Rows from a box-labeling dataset
--- Begin ---

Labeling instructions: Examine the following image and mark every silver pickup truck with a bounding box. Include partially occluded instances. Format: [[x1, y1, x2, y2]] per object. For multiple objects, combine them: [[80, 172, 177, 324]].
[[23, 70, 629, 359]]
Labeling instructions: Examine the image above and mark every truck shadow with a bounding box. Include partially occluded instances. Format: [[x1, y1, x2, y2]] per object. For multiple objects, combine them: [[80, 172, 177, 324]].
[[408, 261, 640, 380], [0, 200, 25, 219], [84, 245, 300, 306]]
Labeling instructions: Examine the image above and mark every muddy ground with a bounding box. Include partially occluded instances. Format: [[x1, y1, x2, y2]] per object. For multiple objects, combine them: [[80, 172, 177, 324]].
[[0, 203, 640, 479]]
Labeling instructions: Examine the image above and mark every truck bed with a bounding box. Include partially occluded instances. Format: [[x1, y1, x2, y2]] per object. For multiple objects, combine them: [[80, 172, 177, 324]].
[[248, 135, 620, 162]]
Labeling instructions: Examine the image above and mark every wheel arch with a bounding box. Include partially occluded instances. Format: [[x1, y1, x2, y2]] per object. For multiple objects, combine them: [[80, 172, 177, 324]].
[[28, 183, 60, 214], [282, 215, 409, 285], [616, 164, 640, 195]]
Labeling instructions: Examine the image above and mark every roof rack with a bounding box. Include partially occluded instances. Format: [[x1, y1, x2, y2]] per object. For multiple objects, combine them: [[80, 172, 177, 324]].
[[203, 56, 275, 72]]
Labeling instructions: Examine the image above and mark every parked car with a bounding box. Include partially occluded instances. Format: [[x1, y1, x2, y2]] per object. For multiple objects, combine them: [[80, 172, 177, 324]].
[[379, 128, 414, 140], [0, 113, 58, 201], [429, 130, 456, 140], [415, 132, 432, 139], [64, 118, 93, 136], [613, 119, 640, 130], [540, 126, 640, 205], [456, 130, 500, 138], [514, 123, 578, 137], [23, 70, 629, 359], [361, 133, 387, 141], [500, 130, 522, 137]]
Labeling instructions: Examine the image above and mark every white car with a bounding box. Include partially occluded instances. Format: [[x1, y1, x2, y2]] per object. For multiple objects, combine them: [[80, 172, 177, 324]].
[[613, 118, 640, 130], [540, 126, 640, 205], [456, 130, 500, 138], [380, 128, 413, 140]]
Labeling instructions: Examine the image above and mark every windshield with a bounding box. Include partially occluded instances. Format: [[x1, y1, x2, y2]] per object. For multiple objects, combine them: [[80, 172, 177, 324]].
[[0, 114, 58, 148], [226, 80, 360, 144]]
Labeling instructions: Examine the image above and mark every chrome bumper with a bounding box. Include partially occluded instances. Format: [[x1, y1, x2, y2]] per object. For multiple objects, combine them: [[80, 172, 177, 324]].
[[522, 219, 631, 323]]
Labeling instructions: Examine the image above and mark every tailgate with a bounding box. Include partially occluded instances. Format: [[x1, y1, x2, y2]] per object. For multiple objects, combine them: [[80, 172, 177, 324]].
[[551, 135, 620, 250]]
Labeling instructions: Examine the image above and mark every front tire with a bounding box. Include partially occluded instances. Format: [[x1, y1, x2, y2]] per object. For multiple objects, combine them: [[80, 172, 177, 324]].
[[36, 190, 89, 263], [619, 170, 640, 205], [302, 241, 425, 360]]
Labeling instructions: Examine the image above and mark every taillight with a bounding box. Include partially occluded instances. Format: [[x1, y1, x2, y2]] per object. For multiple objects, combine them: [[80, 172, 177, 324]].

--- End ---

*Exercise task:* Format the lines above, from the line with "mark every front" up to and including the line with "241, 425, 360]]", as a JSON list of strings, one string per line, with blank lines left out.

*Exercise response:*
[
  "Labeling instructions: Examine the image above and mark every front tire with a bounding box. Include partially occluded instances. Format: [[x1, y1, x2, y2]] per object. For multiple objects, combine them: [[80, 172, 177, 324]].",
  "[[36, 190, 89, 263], [619, 170, 640, 205], [302, 241, 425, 360]]"
]